ARBEITSAUFTRÄGE
#1 Nenne alle Spieler, die laut dem Spielbericht über Hannover 96 gegen den Karlsruher SC eingewechselt wurden.
#2 Setze den Spielbericht über Hannover 96 gegen den Karlsruher SC im Anschluss an seinen letzten Satz fort.

LESETEXT
################

Hannover 96 | Saison 2001/02, 6.Spieltag |
Hannover 96 - Karlsruher SC 5:0 (3:0) |
Hannover 96: Sievers - Cherundolo, Linke, Diouf, Stefulj - Lala, Krupnikovic, Simak - Stendel, Kaufman, Keita / Trainer: Rangnick
Karlsruher SC: Walter - Waterink - Engelhardt, Kracht, Rothenbach - Fuchs, Rus, Melkam - Seitz - Fritz, Labbadia / Trainer: Kuntz
Eingewechselt: 68. Morinas für Kaufman, 75. Nehrbauer für Simak, 75. Schäfer für Stendel - 46. Weis für Seitz, 74. Graf für Rus, 74. Grimm für Rothenbach
Tore: 1:0 Rothenbach (19., Eigentor), 2:0 Simak (31.), 3:0 Keita (38.), 4:0, 5:0 Simak (62., 73.) - Schiedsrichter: Steinborn (Sinzig) - Zuschauer: 13 647 - Gelbe Karte: Waterink, Fritz
Fünf Tore
und der feine Unterschied
Stark, stärker, 96:
Beim 5:0-Sieg in Karlsruhe trumpften die „Roten“ groß auf.
Fangen wir mit einem kleinen Blick in die Fußball-Historie an. Hannover 96 und ein Kantersieg gegen den Karlsruher SC – da war doch mal was? Genau, Saison 1986/87. Mit 8:0 gewannen die Hannoveraner damals die Zweitligapartie gegen die Badener, wobei die späteren Folgen dieses Erfolges noch interessanter waren als das spektakuläre Ergebnis selbst: Hannover 96 stieg am Ende jener Saison in die 1. Liga auf.
Gestern gab es also wieder einen hohen Heimsieg gegen den KSC. Okay, kein 8:0, auch wenn dieses sogar möglich gewesen wäre angesichts der hannoverschen Überlegenheit und Torchancen. Aber ein 5:0 machte auch etwas her, und wenn dieser Erfolg ähnliche Entwicklungen nach sich ziehen würde wie damals ...

################

VORLIEGENDE DATEN
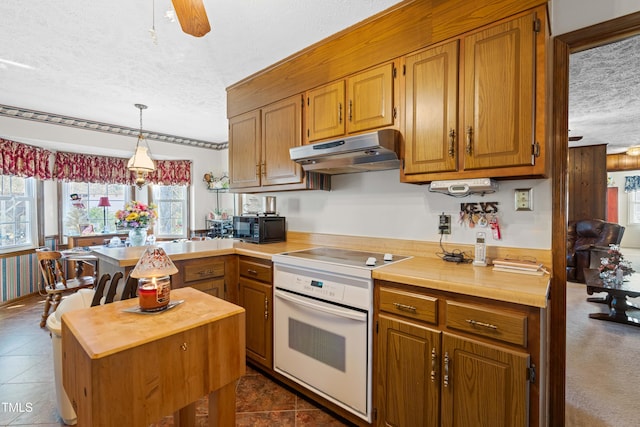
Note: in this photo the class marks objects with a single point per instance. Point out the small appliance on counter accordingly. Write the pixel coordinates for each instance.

################

ANTWORTEN IN REIHENFOLGE
#1 Morinas, Nehrbauer, Schäfer, Weis, Graf, Grimm

#2
Aber machen wir an dieser Stelle lieber Schluss mit der Träumerei, gerade bei diesem Verein, dem so etwas nie besonders gut getan hat in den vergangenen Jahren. Wobei, ein kleines bisschen träumen darf ja vielleicht erlaubt sein nach einer Leistung, die beeindruckend war und nach der sogar der zurückhaltende Trainer Ralf Rangnick meinte, dass „wir in dieser Form schwer zu stoppen sind“. Rangnick hat, das muss korrekterweise erwähnt werden, den Satz ausschließlich auf die Heimspiele bezogen, in denen es bislang nur um die Höhe des Sieges ging. 3: gegen Alemannia Aachen, 2:0 gegen den VfL Bochum, jetzt 5:0 gegen den Karlsruher SC – dreimal stimmte stets nicht nur das Ergebnis, sondern immer gingen die Zuschauer mit dem Gefühl nach Hause, eine spielfreudige und harmonische 96-Mannschaft gesehen zu haben.
Bislang läuft es bei den „Roten“ nach Plan: Auswärts nicht verlieren, zu Hause gewinnen – die Mannschaft hält sich in der 2. Liga akribisch an diese Formel. Auch in der Fremde haben die Hannoveraner bislang nie schlecht gespielt, doch im Niedersachsen-Stadion treten sie mit dem Tick mehr Mut, Entschlossenheit und Dynamik auf, der den Unterschied zwischen Unentschieden und Sieg macht. „Die Mannschaft hat zu Hause das Selbstvertrauen, sie weiß mittlerweile, dass sie Spiele so gestalten kann wie gegen Karlsruhe.“
Nach diesem 5:0 weiß man gar nicht, was beeindruckender war: die Kombinationssicherheit, die Variabilität oder doch das Tempo, das die Mannschaft derzeit in der Lage ist vorzulegen? Einem Tempo, bei dem jedem Gegner schnell schwindlig werden kann. Karlsruhe, bislang in der 2. Liga nicht im Verdacht, ein Schießbudengegner zu sein, verlor angesichts des Angriffswirbels teilweise die Übersicht. Das 1:0 übernahmen die Gäste selbst – Carsten Rothenbach nahm Jiri Kaufman mit einem Eigentor die Arbeit ab -, beim 2:0 profitierte 96 von der Tollpatschigkeit des sonst nicht schlecht haltenden Torhüters Thomas Walter.
Bei den drei anderen Treffern hatten die Hannoveraner Hilfe nicht nötig, sie waren das Resultat von Spielkunst, aber auch der individuellen Klasse eines Mannes: Jan Simak. Dem 2:0 des Tschechen gingen ein kluger Pass von Steve Cherundolo und eine erstklassige Vorarbeit von Jiri Kaufman voraus. Das 4:0 war ein Freistoß Marke Traumtor, das 5:0 war die Krönung einer Galavorstellung des 22-Jährigen. Ausgerechnet Jan Simak, der Glück hatte, dass er bei dieser Partie nicht auf der Tribüne sitzen musste, ragte an diesem Nachmittag aus einem 96-Team ohne Schwachpunkt heraus.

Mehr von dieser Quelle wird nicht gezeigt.